- Exercise: Please pull out every line in the records below that contains the word "leaves".

- Material to process:
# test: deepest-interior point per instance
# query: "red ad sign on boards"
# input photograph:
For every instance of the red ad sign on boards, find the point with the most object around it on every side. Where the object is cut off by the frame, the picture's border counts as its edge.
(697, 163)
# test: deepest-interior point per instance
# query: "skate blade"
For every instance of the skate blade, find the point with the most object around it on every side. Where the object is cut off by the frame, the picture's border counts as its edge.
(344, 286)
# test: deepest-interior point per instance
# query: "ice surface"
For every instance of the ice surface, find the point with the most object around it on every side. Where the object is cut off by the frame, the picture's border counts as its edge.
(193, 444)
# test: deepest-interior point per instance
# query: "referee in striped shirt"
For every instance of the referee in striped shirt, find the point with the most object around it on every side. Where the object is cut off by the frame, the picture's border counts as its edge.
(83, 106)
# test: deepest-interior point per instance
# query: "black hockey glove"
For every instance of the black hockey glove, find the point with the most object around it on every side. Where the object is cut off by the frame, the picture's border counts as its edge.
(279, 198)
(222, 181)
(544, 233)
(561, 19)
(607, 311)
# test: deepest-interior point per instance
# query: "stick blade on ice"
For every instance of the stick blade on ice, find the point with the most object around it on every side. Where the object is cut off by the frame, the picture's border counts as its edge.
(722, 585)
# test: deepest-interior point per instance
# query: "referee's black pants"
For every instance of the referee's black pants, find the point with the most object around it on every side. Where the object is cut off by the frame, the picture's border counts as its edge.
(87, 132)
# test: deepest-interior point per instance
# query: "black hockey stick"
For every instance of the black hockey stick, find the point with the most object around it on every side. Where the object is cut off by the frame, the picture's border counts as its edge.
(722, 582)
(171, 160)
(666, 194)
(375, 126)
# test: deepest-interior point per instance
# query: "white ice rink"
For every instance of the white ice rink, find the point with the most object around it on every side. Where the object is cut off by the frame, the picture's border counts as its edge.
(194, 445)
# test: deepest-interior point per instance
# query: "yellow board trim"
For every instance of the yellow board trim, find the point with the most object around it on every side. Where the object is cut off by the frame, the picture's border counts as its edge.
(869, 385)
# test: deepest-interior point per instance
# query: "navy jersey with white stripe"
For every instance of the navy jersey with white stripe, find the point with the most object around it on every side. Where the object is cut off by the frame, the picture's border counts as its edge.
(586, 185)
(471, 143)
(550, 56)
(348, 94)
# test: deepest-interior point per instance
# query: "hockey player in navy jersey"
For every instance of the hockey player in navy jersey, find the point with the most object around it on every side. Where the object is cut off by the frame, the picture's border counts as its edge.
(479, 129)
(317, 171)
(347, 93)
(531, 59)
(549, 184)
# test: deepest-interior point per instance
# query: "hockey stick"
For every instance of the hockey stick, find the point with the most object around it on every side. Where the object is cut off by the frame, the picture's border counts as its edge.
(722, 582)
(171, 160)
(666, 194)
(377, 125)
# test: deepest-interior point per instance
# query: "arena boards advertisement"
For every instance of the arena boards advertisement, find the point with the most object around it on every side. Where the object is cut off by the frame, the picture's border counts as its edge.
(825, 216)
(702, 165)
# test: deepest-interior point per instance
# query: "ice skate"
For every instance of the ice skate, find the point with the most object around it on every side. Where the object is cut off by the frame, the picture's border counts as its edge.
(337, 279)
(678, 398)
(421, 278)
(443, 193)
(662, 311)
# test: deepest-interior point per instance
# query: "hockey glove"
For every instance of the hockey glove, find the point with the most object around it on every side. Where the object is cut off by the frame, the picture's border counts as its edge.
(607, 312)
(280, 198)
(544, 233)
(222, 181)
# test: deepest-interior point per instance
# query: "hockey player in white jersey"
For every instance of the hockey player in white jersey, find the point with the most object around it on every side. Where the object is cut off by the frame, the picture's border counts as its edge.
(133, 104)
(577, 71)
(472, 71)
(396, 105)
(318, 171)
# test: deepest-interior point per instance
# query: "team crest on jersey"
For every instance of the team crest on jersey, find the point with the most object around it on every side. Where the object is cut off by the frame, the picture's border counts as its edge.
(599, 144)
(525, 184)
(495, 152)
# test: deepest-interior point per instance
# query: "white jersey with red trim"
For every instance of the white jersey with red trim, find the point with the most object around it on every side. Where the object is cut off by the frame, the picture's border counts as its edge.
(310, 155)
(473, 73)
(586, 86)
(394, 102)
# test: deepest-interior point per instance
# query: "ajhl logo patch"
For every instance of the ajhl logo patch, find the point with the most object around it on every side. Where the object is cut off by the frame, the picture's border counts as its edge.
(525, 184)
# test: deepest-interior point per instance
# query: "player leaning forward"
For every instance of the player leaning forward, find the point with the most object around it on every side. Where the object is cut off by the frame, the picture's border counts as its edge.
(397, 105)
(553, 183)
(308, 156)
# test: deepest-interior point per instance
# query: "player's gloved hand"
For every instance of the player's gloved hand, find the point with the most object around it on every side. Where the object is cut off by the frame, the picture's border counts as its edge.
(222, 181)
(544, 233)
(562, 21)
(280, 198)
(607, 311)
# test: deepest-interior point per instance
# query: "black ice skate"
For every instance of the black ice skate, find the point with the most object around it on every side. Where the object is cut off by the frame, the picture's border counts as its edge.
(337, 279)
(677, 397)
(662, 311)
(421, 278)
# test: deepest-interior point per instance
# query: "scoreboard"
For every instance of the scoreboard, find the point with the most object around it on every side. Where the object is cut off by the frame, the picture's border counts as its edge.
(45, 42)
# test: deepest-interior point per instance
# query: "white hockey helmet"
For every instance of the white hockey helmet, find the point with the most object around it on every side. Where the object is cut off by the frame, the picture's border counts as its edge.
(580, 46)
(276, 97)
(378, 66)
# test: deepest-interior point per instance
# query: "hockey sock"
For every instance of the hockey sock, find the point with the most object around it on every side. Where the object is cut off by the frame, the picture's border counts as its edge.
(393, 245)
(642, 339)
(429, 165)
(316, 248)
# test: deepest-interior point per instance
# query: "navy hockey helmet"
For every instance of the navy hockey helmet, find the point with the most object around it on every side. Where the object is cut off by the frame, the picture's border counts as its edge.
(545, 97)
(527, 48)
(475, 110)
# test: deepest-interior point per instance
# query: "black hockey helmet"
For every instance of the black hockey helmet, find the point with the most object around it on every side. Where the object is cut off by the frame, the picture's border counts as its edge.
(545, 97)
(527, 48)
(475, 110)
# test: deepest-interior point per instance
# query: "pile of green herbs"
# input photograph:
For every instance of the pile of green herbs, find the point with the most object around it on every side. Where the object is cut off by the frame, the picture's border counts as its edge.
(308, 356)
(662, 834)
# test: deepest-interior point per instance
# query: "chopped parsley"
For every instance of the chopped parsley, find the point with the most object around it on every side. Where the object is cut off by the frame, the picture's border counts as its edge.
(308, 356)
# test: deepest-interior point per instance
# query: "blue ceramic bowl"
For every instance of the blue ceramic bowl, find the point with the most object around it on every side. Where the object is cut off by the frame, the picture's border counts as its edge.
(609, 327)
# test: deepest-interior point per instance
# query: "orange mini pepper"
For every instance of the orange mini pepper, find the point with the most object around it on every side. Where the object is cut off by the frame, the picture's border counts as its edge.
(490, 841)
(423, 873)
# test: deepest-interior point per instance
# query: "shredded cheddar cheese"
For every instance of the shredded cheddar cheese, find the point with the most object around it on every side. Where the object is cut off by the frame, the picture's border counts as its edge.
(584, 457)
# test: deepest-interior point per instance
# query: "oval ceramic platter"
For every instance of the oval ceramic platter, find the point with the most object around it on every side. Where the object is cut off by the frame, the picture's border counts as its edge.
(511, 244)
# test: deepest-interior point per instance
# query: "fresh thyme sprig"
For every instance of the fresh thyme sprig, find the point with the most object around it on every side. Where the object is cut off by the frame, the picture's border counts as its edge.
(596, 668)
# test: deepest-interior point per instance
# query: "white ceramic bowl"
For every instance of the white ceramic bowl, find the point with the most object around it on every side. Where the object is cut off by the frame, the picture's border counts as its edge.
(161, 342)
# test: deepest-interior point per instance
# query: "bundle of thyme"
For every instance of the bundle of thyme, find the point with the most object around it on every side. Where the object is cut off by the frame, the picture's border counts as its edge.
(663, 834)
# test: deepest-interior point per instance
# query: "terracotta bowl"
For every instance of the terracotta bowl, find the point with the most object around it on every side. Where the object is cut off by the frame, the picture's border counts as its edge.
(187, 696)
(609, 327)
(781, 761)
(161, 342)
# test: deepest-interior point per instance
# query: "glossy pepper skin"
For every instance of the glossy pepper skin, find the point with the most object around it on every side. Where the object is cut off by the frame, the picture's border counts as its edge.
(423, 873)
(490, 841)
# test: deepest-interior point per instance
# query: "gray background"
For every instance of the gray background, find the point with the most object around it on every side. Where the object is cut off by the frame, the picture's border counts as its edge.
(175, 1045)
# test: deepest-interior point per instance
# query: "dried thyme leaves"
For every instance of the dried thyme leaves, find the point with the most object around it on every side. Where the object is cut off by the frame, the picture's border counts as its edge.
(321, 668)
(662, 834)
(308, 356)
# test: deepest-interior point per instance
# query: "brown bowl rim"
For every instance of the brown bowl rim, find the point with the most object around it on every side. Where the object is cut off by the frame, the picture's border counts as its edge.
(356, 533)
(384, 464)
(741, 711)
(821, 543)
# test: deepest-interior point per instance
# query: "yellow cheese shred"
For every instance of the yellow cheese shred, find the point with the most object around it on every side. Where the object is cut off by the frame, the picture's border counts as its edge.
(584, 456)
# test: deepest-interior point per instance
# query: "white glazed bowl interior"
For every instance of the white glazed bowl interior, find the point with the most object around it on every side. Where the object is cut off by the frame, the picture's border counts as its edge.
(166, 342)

- The output:
# query: "dried thyme leaves"
For every instance of the dried thyme leaves, find the point with the most object around it on every side. Where the object is cut off by the frame, the picture's border counts as its edge.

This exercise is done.